=== Available data ===

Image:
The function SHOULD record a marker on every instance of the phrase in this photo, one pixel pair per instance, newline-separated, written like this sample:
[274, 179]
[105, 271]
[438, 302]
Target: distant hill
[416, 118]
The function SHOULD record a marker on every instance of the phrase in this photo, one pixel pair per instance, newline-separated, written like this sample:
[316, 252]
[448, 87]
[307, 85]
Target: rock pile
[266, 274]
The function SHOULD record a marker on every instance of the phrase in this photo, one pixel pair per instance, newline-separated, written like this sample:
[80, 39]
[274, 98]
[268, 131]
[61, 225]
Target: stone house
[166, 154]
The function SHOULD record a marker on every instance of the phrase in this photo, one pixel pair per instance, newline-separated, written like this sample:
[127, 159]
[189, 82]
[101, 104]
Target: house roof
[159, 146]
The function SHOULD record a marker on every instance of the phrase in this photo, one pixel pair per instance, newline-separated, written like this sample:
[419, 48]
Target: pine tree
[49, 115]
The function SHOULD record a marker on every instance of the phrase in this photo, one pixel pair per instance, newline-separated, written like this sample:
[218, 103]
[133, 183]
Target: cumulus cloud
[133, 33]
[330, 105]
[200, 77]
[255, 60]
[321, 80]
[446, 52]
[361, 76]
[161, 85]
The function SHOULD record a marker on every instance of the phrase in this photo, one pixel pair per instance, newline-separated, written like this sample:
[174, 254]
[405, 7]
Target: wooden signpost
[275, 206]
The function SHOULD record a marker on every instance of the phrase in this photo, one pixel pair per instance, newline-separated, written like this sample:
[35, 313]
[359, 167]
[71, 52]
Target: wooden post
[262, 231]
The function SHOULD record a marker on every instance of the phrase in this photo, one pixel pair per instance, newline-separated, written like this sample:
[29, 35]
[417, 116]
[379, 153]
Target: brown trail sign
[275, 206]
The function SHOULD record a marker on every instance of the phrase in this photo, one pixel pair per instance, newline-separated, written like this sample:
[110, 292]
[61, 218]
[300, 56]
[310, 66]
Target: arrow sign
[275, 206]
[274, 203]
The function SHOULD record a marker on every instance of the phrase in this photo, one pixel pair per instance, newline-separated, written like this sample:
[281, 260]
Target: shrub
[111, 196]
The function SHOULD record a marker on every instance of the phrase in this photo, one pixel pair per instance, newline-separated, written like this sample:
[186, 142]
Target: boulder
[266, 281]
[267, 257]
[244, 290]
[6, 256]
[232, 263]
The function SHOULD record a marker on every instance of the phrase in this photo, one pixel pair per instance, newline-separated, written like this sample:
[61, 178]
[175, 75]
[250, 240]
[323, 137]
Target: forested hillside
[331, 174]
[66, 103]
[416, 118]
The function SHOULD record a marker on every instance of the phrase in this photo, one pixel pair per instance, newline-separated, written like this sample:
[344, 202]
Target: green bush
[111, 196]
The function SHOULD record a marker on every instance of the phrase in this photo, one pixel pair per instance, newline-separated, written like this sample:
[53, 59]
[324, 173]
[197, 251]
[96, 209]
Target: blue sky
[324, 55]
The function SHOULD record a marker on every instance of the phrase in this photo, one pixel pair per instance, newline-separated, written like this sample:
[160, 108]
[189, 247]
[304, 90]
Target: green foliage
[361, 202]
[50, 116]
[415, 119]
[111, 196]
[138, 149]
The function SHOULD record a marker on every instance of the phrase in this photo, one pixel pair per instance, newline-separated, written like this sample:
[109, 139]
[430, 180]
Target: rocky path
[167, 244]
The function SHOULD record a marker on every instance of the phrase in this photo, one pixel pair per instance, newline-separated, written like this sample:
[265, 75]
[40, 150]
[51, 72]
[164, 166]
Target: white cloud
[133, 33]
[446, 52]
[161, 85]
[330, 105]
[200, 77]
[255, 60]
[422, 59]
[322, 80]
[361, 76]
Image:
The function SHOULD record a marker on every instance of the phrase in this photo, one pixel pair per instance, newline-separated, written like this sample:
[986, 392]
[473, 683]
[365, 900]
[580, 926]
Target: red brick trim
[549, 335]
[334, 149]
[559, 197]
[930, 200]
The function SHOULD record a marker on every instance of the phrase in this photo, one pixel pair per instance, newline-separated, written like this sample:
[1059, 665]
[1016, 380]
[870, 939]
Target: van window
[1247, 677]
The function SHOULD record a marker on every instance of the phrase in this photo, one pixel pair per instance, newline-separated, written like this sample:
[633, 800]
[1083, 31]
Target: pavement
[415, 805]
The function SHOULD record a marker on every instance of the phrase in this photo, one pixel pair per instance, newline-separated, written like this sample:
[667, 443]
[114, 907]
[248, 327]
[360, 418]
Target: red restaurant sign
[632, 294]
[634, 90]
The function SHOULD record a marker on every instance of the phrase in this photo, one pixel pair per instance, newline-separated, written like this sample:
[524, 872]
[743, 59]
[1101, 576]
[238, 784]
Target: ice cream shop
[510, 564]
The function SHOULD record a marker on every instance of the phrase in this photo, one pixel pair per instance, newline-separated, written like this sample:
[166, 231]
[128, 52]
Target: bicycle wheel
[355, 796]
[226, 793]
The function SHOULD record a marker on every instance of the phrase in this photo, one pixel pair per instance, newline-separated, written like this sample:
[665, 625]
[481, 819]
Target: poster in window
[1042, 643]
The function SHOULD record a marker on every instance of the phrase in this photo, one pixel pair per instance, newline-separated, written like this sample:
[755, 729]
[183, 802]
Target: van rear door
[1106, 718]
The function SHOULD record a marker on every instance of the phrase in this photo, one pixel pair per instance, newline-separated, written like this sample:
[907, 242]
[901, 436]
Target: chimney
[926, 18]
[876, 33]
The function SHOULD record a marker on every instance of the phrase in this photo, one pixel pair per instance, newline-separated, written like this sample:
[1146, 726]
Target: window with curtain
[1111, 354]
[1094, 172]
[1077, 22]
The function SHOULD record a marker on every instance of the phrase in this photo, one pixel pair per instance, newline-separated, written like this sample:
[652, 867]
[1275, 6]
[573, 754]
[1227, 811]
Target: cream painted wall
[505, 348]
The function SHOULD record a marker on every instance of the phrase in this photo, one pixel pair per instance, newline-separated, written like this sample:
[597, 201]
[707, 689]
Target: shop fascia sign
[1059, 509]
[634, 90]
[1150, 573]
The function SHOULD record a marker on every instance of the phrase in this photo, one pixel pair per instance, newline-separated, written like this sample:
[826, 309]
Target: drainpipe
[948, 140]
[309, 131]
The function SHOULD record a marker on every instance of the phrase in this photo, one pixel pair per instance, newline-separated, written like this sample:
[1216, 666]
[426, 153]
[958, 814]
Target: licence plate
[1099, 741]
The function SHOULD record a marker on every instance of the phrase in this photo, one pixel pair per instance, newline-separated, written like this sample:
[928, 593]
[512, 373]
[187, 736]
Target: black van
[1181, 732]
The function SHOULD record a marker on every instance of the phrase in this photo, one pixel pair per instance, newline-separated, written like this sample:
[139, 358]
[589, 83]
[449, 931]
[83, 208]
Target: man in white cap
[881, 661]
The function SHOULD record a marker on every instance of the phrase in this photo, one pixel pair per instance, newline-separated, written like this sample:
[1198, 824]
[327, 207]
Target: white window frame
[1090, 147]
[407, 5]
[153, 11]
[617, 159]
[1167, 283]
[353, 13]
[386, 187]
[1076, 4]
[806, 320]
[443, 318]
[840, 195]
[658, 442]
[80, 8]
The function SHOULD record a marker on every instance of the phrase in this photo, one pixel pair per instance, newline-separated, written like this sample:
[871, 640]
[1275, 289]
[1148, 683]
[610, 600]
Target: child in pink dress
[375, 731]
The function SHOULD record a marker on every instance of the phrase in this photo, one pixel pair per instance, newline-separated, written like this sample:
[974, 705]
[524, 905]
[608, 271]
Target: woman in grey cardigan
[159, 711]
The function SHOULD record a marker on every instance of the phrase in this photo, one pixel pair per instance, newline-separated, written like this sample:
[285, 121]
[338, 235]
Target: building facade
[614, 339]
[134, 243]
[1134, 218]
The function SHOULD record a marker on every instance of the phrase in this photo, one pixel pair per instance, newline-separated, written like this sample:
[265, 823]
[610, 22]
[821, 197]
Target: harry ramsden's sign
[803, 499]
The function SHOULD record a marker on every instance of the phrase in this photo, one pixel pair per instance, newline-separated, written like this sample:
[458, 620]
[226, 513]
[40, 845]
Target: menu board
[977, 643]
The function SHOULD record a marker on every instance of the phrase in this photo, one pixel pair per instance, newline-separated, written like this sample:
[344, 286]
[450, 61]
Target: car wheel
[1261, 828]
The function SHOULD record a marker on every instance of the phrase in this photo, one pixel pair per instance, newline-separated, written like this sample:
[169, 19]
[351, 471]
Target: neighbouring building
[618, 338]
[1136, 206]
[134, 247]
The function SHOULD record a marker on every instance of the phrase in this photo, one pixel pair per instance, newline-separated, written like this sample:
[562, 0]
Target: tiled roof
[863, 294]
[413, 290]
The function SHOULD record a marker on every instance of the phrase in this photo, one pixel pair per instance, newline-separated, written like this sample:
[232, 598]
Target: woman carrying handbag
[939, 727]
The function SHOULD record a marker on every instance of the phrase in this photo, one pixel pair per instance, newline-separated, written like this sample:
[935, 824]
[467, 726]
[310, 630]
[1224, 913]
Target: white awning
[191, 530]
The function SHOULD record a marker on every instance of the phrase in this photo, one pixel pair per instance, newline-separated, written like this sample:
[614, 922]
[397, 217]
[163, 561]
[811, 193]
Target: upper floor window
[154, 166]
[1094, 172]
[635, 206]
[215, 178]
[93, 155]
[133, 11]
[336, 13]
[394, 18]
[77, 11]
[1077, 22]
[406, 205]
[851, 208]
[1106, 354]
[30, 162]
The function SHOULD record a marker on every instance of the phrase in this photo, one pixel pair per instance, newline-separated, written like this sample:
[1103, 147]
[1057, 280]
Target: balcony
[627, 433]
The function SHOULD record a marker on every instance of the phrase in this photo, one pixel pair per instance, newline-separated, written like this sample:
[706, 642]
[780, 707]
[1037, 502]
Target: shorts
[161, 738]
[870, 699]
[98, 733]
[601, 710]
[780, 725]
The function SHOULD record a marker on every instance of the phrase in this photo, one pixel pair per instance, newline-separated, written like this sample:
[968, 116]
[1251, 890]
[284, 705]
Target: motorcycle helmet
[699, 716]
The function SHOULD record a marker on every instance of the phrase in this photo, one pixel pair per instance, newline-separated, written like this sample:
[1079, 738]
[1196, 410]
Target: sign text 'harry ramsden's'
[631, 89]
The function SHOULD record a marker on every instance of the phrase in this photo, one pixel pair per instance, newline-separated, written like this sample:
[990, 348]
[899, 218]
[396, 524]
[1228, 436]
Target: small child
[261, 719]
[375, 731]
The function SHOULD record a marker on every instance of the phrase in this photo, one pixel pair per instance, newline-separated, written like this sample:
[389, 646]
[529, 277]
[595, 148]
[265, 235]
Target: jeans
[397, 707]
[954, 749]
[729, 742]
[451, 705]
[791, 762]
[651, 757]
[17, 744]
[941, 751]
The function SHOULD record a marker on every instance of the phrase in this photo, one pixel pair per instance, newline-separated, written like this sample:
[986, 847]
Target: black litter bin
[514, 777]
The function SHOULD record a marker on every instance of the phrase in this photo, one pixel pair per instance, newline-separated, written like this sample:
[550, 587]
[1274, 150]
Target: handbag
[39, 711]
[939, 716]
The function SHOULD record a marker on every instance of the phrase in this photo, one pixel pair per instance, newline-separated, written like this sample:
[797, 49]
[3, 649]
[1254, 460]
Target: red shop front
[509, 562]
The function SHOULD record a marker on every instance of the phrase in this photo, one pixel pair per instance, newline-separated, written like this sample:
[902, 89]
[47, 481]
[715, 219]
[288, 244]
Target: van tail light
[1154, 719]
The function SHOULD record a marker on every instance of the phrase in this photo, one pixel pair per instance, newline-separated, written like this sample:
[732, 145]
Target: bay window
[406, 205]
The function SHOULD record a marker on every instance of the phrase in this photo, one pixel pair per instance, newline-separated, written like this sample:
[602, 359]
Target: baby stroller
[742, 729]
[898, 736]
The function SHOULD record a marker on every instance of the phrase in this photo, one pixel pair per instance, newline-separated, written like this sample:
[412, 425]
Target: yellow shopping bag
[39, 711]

===

● **Problem requirements**: Retype only the lines running from the line with "Target: red shop front" to the end of the listing, including both of those lines.

● **Solved problem**:
Target: red shop front
[509, 562]
The function SHOULD record a marker on every instance of the phrase in this photo, one pixel pair per instance, newline-separated, written like this sample:
[902, 89]
[47, 481]
[715, 219]
[288, 244]
Target: van tail light
[1154, 719]
The function SHOULD record a marker on every instance of the phrase in this photo, one pixel pair per instance, newline-separated, written like this sample:
[732, 145]
Target: bay window
[406, 205]
The function SHOULD record a marker on every instance of the phrase in this photo, one pixel pair per instance, newline-separated, written like this sample:
[602, 359]
Target: baby stroller
[742, 729]
[898, 736]
The function SHOULD record a marker on every instance of the phrase in this photo, one pixel pair per instance, newline-separated, written like this sample:
[412, 425]
Target: yellow shopping bag
[39, 711]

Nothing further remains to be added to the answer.